╭─ Material provided
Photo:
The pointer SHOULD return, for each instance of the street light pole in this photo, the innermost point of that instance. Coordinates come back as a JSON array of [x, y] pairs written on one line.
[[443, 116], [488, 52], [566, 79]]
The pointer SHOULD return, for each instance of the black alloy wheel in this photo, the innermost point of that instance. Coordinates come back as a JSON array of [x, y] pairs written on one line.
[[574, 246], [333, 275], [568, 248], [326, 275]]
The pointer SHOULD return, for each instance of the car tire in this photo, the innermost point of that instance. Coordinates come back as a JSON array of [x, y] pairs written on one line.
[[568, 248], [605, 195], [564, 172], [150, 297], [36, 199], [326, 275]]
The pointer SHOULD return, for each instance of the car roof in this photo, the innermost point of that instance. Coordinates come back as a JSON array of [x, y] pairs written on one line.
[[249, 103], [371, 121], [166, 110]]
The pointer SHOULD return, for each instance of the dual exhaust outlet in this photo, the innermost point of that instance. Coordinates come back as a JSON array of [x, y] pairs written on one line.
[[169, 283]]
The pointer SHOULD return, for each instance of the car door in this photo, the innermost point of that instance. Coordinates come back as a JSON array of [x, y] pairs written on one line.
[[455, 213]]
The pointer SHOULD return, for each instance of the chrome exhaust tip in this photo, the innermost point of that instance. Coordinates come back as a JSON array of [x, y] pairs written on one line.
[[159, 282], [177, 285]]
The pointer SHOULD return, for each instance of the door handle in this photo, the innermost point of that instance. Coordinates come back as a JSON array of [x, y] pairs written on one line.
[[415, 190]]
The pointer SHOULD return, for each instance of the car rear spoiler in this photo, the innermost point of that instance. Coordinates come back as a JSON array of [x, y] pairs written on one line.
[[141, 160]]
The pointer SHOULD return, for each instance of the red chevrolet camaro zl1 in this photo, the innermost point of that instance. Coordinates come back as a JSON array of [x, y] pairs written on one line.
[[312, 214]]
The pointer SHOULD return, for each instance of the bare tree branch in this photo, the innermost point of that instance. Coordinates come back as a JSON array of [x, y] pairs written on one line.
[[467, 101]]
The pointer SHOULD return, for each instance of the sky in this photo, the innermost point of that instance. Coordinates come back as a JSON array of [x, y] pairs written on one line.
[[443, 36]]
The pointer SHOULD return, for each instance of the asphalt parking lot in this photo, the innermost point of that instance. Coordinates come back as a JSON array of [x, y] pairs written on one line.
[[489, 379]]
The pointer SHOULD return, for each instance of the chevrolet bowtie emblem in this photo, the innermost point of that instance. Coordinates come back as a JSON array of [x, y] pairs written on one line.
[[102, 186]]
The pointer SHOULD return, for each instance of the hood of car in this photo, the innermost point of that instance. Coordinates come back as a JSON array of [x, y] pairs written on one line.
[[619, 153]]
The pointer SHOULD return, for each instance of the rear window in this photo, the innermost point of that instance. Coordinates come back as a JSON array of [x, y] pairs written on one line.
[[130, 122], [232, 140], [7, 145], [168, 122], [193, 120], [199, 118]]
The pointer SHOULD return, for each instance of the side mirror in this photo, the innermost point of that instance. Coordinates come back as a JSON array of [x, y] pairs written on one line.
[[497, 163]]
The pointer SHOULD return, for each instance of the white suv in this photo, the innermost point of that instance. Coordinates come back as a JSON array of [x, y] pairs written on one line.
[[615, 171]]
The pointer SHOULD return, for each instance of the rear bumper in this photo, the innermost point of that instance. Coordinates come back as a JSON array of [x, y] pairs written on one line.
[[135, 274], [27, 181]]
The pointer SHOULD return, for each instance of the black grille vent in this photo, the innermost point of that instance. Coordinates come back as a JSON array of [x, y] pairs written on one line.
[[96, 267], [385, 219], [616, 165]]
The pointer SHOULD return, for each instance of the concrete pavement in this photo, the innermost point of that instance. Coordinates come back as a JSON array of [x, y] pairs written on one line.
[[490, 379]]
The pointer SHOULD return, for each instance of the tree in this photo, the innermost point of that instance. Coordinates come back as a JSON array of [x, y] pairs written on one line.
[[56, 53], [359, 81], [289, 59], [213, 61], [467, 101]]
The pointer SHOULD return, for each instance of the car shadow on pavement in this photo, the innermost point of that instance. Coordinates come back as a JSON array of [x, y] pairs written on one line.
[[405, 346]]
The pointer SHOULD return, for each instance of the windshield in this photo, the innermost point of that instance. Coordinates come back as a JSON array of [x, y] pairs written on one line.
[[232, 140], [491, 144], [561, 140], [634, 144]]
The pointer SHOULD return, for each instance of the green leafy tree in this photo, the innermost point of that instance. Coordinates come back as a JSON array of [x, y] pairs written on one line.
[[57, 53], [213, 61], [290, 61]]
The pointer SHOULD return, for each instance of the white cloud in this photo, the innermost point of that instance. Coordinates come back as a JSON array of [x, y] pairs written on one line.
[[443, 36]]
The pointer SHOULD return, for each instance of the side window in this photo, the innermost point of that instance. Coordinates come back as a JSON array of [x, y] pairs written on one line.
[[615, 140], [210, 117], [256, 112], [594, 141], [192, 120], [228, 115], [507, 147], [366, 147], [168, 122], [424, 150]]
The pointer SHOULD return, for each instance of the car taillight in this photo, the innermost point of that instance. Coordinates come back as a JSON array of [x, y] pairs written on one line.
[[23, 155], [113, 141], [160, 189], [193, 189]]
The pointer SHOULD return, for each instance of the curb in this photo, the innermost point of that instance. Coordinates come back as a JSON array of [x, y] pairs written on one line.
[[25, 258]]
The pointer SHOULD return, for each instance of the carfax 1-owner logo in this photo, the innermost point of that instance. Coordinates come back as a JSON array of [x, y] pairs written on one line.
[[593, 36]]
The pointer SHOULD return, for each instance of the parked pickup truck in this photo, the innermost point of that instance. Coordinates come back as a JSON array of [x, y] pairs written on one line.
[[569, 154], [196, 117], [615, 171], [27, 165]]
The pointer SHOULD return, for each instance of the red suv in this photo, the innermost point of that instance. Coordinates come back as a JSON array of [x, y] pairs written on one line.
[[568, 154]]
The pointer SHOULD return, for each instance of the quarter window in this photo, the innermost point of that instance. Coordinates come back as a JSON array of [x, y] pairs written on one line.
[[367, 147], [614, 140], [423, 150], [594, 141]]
╰─
## Brief
Copy out all of the lines above word for word, without changing anything.

## Final result
Photo:
The pointer SHOULD return, for each instance of the street light pole in this photo, the innermost point of that instance. Coordinates come back as a JSON array of [x, y] pairs written on one line.
[[443, 116], [488, 52], [566, 79]]
The pointer SHOULD return, for each instance of the black alloy wheel in this photo, the innermost point of that instance. Coordinates come back as a JSON array of [x, y] pairs written on one line.
[[574, 246], [333, 275], [568, 248], [326, 275]]
The pointer SHOULD return, for each instance of the car tire in this photo, the innermost point of that instance. Coordinates come back as a JSON array of [x, y] pairs written on one line.
[[568, 248], [605, 195], [564, 172], [150, 297], [36, 199], [326, 275]]
The pointer SHOULD return, for each instance of the car roof in this photo, the innermost point of that instance. Coordinates come back as a JSON array of [x, y] pairs written on one line.
[[249, 103], [371, 121], [166, 110]]
The pointer SHOULD return, for each instance of the dual exhaust outlet in this photo, the innermost point of that instance. Coordinates come back as a JSON array of [x, y] pairs written on one line.
[[169, 283]]
The pointer SHOULD return, for each instance of the car door in this photo, the innermost point of that instance. Coordinates come back as a JSON array of [x, y] pairs written on one line.
[[455, 213]]
The pointer SHOULD return, for each instance of the chrome exhaust tip in this photo, the innermost point of that instance. Coordinates come back as a JSON array of [x, y] pairs written on one line.
[[159, 282], [177, 285]]
The pointer SHOULD return, for each instance of the door handle in this photo, the innermost point of that instance. Coordinates come back as a JSON array of [x, y] pairs written on one line.
[[415, 190]]
The pointer SHOULD return, for each instance of the car rear spoiler in this photo, the innermost point of that instance. Coordinates come back as a JSON array of [x, y] pairs written on one line.
[[141, 160]]
The pointer SHOULD return, for each instance of the red chevrolet camaro zl1 in this photo, the innermost point of that instance. Coordinates come back as a JSON array of [x, y] pairs written on one line.
[[312, 214]]
The pointer SHOULD return, for each instance of the bare tree branch in this photo, the innermost point of that instance. Coordinates come back as a JSON array of [x, y] pairs written on one line.
[[467, 101]]
The pointer SHOULD return, for each instance of the sky in this photo, the innermost point of that instance. Coordinates come back as a JSON array of [x, y] pairs written on one line.
[[443, 36]]
The pointer SHOULD return, for each instance of the asphalt parking lot in this photo, the innermost point of that instance. Coordinates come back as a JSON array of [x, y] pairs written on one line.
[[489, 379]]
The pointer SHOULD return, for each instance of the chevrolet bowtie emblem in this photo, the innermost point of that instance. Coordinates come back as a JSON array of [x, y] pairs written on one line.
[[102, 186]]
The pointer SHOULD return, for each instance of the hood of car in this photo, the innermost point of that instance. Coordinates come back as a JSON array of [x, y] pairs written on one line.
[[619, 153]]
The pointer SHOULD return, for each instance of the rear window in this photo, the innermost point of that instance. Coordinates come back as a JSON array of [x, y] pairs written on one line.
[[130, 122], [232, 140], [7, 145], [168, 122], [193, 120], [199, 118]]
The pointer SHOULD return, for each instance of the side mirror in this photo, the innermost point of that instance. Coordinates come back as a JSON array of [x, y] pairs written on one line.
[[497, 163]]
The pointer SHOULD return, for each instance of the white suv in this photo, the innermost point of that instance. Coordinates come back as a JSON array of [x, y] pairs written on one line.
[[615, 171]]
The pointer SHOULD return, for each instance of the rear bumper in this photo, the innermost point of that instance. Coordinates come back as a JSON array of [x, y] pairs written on one line.
[[135, 274], [27, 181]]
The pointer SHOULD return, for each instance of the black grille vent in this photo, the innermost point of that instance. Coordinates come back as a JSON array of [x, y] pairs written on one line.
[[96, 267], [385, 219], [616, 165]]
The pointer SHOULD return, for each instance of the concrete pavement in this photo, the innermost point of that instance. Coordinates come back as a JSON array of [x, y] pairs written on one line.
[[490, 379]]
The pointer SHOULD return, for each instance of the tree in this photo, the innermost point of that instance. Coordinates come back as a JSON array of [x, y] pairs written on one line.
[[56, 53], [359, 81], [289, 59], [213, 61], [467, 101]]
The pointer SHOULD return, for each instance of the car shadow on pavement in this photo, the innermost point of that instance. Coordinates come back as a JSON array of [x, y] pairs written on one line.
[[405, 346]]
The pointer SHOULD return, for each instance of the windshield in this photo, the innermost point of that instance. Coordinates come back as a JSON array of [x, y] pairs written on one line.
[[232, 140], [491, 144], [561, 140], [634, 144]]
The pointer SHOULD return, for each instance of the green leafy tree in this photo, the innermost point of that instance. Coordinates come back as a JSON array of [x, y] pairs written on one line.
[[57, 53], [213, 61], [290, 61]]
The pointer SHOULD return, for each instance of the white cloud in this photo, the innermost point of that instance. Coordinates come back as a JSON array of [x, y] pairs written on one line.
[[443, 36]]
The pointer SHOULD return, for each instance of the side window in this photo, the innermost point of that instance. Coordinates come back as a JSON array of [x, y] pairs written on one line.
[[615, 140], [210, 117], [256, 112], [594, 141], [192, 120], [228, 115], [507, 147], [366, 147], [168, 122], [424, 150]]
The pointer SHOULD return, for each instance of the car taillight in this photo, the innermost point of that instance. Coordinates come back as a JSON array of [x, y] pairs written on one line.
[[23, 155], [113, 141], [160, 189], [193, 189]]
The pointer SHOULD return, for each instance of the curb in this photo, the innermost point of that instance. Coordinates come back as a JSON array of [x, y] pairs written on one line.
[[25, 258]]
The pointer SHOULD return, for each instance of the carfax 1-owner logo in this photo, the innermost point of that instance. Coordinates come back as a JSON array of [x, y] pairs written on one line.
[[593, 36]]
The pointer SHOULD return, for each instance of the parked pickup truck in this photo, the innermost point of that instance. Coordinates come back as a JSON array of [x, y] pairs written on one line.
[[569, 154], [196, 117], [615, 171], [27, 165]]
The pointer SHOULD return, for each instance of the red suv in this photo, the innermost point of that instance. Coordinates come back as a JSON array of [x, y] pairs written on one line.
[[568, 154]]
The pointer SHOULD return, for each instance of the quarter window in this photo, the innermost point of that instance. Coordinates come back as a JSON array of [x, y] pairs written on one line.
[[367, 147], [614, 140], [423, 150], [594, 141]]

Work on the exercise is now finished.